# Yankee gutter resurfacing options



## Slyfox (Jun 13, 2008)

Option 3. is the best idea, I just think he's going about it wrong.

1. Tear existing membrane out.
2. Create a proper slop by using lumber or metal.
3. Re-line the gutter.

You/your contractor will need to remove at least one course of tile, maybe two, in order to assure a proper tie-in.

In this situation you may be better off to get a quick quote/estimate from a couple gutter installers or metal installers/tinners, because there are metal options for properly lining that gutter.


----------



## seeyou (Dec 12, 2008)

The only really long lasting solution is the line the gutter with a solderable metal. The trough needs to be re-graded to flow, but with wood, not tapered foam. We use copper most of the time, but terne or galvanized can be used, although both need to be kept painted and the cost savings disappears pretty quickly.


----------



## miamicuse (Nov 13, 2011)

seeyou said:


> The only really long lasting solution is the line the gutter with a solderable metal. The trough needs to be re-graded to flow, but with wood, not tapered foam. We use copper most of the time, but terne or galvanized can be used, although both need to be kept painted and the cost savings disappears pretty quickly.


Right now, the entire gutter already have a metal liner which is the flashing. It is above the plywood roof deck, and the membrane sits on it.

_Information shown_:
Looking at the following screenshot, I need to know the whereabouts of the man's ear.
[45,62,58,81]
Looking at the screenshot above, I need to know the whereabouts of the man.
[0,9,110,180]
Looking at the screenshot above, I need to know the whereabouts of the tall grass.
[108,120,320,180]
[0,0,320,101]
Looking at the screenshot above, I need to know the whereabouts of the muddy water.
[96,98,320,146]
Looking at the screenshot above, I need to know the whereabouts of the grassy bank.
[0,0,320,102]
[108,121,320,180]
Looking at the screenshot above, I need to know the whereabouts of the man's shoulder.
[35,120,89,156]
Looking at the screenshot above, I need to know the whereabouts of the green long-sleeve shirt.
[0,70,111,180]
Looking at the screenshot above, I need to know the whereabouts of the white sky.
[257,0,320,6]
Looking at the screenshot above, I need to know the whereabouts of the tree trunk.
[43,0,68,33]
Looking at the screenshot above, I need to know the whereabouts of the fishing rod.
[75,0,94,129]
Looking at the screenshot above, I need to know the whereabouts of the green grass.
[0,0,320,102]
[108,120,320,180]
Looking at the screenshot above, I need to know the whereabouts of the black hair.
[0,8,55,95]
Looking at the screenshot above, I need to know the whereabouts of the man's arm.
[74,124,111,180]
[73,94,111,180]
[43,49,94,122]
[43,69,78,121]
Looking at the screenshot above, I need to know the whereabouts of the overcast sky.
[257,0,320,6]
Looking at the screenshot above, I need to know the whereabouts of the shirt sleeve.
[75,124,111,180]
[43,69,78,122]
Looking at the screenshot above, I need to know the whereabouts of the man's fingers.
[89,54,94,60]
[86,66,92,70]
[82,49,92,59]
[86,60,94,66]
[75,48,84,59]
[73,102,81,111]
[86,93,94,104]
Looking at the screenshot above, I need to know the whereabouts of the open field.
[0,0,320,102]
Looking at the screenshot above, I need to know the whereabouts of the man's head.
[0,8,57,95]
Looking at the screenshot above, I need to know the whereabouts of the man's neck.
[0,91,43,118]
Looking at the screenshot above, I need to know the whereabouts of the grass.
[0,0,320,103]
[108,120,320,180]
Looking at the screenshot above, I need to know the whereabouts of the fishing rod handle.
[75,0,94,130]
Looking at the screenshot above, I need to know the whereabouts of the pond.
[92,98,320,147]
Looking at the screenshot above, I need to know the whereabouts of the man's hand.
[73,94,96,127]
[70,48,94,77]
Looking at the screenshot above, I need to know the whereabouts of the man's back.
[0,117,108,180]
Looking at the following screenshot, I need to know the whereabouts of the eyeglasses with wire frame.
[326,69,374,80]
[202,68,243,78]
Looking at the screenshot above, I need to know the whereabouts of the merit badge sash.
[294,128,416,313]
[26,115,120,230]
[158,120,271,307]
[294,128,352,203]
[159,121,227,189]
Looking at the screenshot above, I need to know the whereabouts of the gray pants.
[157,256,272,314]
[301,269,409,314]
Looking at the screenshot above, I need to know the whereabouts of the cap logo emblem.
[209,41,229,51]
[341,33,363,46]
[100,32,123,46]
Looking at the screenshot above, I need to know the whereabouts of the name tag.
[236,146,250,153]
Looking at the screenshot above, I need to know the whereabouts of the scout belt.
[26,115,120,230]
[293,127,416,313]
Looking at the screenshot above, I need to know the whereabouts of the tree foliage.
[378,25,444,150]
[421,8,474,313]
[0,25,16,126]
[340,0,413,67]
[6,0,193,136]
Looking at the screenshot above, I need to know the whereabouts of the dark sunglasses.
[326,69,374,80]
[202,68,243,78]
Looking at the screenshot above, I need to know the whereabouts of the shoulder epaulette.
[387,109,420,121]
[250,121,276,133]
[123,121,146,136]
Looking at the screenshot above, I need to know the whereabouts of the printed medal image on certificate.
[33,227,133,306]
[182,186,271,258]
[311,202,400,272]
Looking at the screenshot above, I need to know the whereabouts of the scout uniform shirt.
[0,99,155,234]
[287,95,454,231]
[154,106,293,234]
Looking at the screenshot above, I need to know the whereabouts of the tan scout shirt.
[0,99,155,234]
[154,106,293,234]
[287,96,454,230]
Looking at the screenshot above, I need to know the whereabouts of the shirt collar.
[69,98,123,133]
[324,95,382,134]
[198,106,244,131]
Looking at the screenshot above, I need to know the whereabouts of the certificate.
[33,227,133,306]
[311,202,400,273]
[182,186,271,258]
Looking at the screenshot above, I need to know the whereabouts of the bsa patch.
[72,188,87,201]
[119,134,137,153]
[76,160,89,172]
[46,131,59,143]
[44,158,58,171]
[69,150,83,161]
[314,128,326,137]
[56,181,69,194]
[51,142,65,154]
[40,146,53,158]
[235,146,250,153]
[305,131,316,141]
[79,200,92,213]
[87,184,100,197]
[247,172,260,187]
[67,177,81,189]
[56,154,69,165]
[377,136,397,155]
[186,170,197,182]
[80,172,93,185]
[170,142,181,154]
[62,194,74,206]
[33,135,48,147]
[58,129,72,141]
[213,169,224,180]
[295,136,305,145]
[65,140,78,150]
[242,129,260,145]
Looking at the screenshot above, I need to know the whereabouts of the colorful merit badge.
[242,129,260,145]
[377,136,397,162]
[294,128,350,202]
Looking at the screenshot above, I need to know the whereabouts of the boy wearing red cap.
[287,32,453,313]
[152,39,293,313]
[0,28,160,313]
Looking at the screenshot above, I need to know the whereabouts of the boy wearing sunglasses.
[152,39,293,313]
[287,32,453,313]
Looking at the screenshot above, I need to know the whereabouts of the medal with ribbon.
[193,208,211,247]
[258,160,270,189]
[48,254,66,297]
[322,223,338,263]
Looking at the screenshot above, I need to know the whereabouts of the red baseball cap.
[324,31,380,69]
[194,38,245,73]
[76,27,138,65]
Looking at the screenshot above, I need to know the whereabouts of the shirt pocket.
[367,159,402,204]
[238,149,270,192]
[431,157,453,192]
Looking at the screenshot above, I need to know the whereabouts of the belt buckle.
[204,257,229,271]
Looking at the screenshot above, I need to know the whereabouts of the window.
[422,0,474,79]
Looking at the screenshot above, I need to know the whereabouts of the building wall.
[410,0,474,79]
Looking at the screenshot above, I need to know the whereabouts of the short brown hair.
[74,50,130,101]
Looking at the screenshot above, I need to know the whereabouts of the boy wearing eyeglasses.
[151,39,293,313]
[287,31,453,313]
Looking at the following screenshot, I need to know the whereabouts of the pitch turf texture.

_Do this_:
Carry on the Yankee gutter thread past its final post. The records play no part in what follows.

_Answer to the exercise_:
However it is leaking in a few spots. I am wondering how it could leak if it already have metal flashing all the way. Of course I have never peeled back the membrane to see, I don't know how those flashings are joint together. May be they have a seam?


----------



## Slyfox (Jun 13, 2008)

The metal lining in that "your" situation is a back up and most likely installed by the roofer.
Hopefully lapped properly with laps caulked or covered in roof cement and then covered with the roofing membrane.

(In my area, that membrane has a life span of 20 years, give or take, when properly installed, in an area like Florida that expected life span is shortened by half, give or take.)

If the metal lining were installed by a tinner/metal man in the proper fashion it would be the finished product and not need to be covered by a roofing membrane, except at the portion where the metal lining runs under the one course of tile.


----------



## seeyou (Dec 12, 2008)

Slyfox said:


> The metal lining in that "your" situation is a back up and most likely installed by the roofer.
> Hopefully lapped properly with laps caulked or covered in roof cement and then covered with the roofing membrane.
> 
> (In my area, that membrane has a life span of 20 years, give or take, when properly installed, in an area like Florida that expected life span is shortened by half, give or take.)
> ...


I suspect that the metal is the original lining and the membrane was glued to it when it began to fail. In my experience, the membrane never works for very long glued to rusty metal.


----------



## miamicuse (Nov 13, 2011)

OK I see.

The metal lining I am sure is original, so that would date back say 42 years.

I thought it was some custom site fabricated sheet metal pieces that is continuous and seamless. Now in reading these posts may be it is not then, those are just sheet metal cut to fit, and in different planes there were overlapped and either nailed to the plywood and sealed with caulk or whatever which would explain the leak.

I have always assumed the membrane were laid on top because that's what the rest of the roof has below the tile, they simply extended the membrane to the edge instead of the edge of the tiles.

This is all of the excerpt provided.